GOAL OF THE EXERCISE>
Select each line below in which the string "shoulder" appears, and reproduce those lines.

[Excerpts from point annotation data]
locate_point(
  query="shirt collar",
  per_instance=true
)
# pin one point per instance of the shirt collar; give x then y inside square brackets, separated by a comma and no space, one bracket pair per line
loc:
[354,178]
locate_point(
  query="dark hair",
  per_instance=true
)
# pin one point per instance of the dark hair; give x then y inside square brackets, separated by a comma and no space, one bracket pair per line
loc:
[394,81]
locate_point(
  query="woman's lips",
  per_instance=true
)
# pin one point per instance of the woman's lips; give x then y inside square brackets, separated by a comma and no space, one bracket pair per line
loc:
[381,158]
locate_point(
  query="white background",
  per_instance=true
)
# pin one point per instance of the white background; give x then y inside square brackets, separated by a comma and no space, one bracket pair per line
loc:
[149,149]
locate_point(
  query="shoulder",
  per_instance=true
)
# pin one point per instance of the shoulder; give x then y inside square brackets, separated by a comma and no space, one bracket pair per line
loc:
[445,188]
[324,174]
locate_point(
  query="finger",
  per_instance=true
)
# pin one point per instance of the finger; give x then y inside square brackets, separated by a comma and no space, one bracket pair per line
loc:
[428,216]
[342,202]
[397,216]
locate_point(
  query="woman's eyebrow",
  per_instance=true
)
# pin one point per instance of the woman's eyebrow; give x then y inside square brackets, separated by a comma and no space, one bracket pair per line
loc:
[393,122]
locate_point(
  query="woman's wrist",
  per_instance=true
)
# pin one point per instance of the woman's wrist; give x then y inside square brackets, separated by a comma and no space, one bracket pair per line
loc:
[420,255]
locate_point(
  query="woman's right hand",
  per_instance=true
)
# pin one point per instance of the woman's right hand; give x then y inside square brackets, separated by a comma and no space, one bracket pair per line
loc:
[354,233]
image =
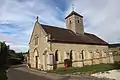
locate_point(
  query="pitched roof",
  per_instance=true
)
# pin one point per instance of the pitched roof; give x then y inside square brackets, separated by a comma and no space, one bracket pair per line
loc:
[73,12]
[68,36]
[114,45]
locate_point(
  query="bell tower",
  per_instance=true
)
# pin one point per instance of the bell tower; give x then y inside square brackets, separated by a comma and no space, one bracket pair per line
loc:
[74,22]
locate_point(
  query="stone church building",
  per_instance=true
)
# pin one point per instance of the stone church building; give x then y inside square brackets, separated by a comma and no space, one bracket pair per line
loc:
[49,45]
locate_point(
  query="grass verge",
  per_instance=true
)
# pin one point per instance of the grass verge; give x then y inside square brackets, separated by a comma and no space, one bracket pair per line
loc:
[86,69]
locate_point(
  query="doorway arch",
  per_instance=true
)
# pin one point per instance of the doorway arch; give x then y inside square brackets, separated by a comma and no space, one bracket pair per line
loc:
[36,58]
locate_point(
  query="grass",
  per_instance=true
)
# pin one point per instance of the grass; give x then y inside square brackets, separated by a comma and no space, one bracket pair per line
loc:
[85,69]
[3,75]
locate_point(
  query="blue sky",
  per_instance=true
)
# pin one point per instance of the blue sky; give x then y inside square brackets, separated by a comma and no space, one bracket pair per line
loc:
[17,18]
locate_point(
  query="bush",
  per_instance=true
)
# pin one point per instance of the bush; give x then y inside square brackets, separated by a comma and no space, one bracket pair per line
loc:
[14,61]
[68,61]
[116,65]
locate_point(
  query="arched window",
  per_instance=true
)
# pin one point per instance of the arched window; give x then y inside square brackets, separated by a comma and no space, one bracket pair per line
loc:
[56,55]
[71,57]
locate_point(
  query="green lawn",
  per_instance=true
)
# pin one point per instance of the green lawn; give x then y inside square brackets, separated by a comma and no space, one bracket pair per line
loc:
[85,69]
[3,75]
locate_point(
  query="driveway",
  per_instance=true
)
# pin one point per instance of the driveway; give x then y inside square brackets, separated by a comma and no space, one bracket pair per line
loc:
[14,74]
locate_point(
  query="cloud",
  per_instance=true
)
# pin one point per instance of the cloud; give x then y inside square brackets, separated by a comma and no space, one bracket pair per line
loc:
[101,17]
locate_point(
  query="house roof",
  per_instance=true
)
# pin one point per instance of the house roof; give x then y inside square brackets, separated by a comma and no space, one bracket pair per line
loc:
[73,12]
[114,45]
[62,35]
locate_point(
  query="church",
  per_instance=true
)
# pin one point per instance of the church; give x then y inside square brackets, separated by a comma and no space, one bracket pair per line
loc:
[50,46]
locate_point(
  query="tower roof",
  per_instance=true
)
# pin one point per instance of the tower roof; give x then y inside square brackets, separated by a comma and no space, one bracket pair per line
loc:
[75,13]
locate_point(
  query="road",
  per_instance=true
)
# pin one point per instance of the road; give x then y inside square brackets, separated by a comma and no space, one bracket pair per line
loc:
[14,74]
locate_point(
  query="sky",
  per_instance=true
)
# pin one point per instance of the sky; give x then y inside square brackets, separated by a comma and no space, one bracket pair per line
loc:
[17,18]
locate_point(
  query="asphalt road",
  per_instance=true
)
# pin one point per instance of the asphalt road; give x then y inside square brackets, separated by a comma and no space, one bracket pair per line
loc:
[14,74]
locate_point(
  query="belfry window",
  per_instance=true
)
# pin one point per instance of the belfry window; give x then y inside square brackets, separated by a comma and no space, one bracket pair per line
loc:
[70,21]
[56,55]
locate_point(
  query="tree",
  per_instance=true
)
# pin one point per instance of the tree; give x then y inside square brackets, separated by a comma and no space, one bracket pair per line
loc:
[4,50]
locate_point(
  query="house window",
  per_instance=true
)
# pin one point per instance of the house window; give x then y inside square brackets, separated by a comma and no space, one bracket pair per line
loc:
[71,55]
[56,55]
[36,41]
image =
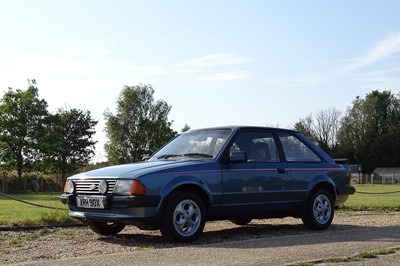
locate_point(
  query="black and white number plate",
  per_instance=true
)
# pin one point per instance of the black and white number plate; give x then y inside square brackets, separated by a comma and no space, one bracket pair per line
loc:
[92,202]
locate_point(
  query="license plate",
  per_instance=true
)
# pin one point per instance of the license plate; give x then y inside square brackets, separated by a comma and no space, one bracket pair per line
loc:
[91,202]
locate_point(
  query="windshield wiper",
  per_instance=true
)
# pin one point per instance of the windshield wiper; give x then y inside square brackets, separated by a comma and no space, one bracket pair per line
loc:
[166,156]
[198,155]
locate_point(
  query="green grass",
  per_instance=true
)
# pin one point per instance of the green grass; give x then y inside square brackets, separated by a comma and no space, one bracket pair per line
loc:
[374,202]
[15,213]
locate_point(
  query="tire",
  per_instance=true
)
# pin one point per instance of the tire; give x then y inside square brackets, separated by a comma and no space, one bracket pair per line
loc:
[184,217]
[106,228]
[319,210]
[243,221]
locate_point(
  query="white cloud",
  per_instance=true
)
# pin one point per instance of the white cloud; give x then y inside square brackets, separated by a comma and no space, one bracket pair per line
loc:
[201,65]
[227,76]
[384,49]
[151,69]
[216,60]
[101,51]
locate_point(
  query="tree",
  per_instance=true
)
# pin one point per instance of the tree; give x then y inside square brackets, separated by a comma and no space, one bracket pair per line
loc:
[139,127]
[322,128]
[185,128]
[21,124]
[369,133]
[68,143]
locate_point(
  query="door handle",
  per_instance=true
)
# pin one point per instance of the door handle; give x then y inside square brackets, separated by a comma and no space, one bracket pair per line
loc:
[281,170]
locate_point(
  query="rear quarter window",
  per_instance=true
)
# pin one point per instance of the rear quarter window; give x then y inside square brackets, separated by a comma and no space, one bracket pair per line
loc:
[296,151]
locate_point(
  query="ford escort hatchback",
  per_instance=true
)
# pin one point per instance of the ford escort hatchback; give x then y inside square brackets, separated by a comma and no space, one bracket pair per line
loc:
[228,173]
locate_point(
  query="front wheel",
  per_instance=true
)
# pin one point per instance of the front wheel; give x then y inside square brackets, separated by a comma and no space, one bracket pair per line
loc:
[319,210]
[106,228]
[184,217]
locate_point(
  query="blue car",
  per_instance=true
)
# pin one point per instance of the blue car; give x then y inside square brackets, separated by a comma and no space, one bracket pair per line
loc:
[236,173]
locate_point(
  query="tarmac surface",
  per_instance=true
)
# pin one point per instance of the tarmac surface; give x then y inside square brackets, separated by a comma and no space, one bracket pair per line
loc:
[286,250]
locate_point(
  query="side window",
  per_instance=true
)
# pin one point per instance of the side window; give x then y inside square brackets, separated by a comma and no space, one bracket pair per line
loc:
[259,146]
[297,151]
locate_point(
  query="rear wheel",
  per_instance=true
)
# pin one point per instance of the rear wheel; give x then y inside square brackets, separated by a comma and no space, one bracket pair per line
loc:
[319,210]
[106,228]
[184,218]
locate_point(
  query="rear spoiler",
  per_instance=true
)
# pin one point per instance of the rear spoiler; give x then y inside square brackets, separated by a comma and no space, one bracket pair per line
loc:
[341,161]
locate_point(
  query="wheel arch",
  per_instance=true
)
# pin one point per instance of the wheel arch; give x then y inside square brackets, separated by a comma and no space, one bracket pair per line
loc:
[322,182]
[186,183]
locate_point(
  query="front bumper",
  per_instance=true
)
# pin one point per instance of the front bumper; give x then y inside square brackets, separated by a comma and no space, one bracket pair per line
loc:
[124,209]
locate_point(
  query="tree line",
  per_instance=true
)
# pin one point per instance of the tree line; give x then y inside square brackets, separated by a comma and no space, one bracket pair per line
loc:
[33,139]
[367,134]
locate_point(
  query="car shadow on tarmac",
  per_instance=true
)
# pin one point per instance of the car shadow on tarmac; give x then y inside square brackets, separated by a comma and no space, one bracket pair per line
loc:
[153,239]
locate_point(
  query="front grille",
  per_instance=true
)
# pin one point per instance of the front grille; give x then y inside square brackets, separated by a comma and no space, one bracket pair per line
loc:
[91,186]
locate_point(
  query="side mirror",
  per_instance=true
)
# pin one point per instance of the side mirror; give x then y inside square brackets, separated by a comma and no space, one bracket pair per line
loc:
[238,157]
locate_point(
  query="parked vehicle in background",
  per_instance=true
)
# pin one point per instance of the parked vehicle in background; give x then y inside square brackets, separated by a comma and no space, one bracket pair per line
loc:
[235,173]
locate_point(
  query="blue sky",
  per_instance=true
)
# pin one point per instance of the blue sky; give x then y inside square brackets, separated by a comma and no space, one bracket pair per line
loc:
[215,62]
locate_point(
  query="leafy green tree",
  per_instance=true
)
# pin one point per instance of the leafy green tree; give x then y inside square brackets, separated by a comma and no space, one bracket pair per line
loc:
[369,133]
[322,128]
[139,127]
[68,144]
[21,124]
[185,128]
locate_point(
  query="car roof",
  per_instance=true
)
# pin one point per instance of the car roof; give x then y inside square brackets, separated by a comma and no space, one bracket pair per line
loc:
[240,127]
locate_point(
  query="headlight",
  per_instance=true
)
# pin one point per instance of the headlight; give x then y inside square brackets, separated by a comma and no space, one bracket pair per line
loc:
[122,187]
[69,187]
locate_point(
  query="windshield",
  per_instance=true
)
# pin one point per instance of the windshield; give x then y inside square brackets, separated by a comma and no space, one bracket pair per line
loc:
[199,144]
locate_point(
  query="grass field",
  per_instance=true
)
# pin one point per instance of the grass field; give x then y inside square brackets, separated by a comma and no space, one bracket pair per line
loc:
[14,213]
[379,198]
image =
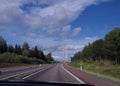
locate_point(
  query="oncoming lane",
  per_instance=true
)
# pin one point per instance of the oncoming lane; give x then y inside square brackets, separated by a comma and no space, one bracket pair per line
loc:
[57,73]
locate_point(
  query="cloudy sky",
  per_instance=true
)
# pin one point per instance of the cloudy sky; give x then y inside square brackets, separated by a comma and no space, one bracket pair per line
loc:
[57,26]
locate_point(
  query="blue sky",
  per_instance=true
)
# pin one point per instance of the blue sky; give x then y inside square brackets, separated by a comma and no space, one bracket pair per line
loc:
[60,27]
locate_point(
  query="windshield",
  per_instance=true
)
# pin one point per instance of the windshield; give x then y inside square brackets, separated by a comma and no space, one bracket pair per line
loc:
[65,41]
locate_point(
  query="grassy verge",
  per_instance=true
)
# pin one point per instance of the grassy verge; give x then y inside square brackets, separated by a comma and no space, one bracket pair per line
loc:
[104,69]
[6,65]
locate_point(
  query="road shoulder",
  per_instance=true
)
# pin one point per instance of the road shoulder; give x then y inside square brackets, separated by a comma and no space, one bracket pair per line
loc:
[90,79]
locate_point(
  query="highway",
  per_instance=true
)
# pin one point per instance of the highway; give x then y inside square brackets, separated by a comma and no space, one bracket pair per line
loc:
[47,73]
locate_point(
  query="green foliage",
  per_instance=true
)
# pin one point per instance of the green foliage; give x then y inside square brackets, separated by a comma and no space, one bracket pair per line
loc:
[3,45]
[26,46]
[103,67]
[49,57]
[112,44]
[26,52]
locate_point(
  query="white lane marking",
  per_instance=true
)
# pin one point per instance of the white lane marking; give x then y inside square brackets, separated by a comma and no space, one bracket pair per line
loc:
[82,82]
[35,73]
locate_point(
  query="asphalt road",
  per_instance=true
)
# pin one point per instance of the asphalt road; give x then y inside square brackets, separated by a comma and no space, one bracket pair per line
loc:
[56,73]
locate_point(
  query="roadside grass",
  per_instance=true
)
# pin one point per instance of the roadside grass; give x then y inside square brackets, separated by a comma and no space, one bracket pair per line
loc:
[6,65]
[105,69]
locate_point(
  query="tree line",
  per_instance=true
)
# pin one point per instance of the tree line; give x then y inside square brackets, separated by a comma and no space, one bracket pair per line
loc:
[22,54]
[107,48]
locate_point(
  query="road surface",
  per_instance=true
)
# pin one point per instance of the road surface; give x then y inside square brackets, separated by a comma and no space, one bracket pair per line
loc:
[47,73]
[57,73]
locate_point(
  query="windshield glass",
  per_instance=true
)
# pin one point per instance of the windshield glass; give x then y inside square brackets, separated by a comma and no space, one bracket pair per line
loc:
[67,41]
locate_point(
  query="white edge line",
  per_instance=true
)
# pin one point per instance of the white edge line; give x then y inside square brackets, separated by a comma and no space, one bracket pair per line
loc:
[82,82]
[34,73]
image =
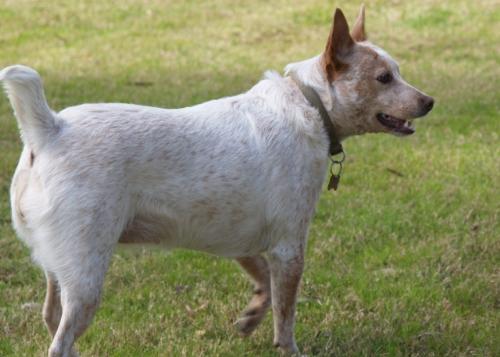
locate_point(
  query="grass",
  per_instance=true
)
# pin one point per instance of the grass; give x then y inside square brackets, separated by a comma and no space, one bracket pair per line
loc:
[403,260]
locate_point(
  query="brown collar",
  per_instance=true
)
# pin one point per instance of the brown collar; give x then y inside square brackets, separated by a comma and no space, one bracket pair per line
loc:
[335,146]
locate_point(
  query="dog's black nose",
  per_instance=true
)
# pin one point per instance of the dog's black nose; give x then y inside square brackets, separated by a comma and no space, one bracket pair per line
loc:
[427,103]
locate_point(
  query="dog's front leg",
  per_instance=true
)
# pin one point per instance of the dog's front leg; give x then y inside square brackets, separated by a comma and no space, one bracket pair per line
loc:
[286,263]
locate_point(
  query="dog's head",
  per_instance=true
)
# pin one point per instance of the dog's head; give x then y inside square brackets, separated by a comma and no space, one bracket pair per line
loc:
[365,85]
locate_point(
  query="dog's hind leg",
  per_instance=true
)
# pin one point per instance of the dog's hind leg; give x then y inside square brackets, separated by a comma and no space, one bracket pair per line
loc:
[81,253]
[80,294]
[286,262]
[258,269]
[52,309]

COMPLETED TASK>
  query="shoulder",
# pin one point per instance of the shoulder; give x then y inside square brackets, separated by a comma and no space, one bracket pair per line
  query="road shoulder",
# pin one point per instance of the road shoulder; give x then y inside square brackets, separated by a comma and no space, one bracket pair per line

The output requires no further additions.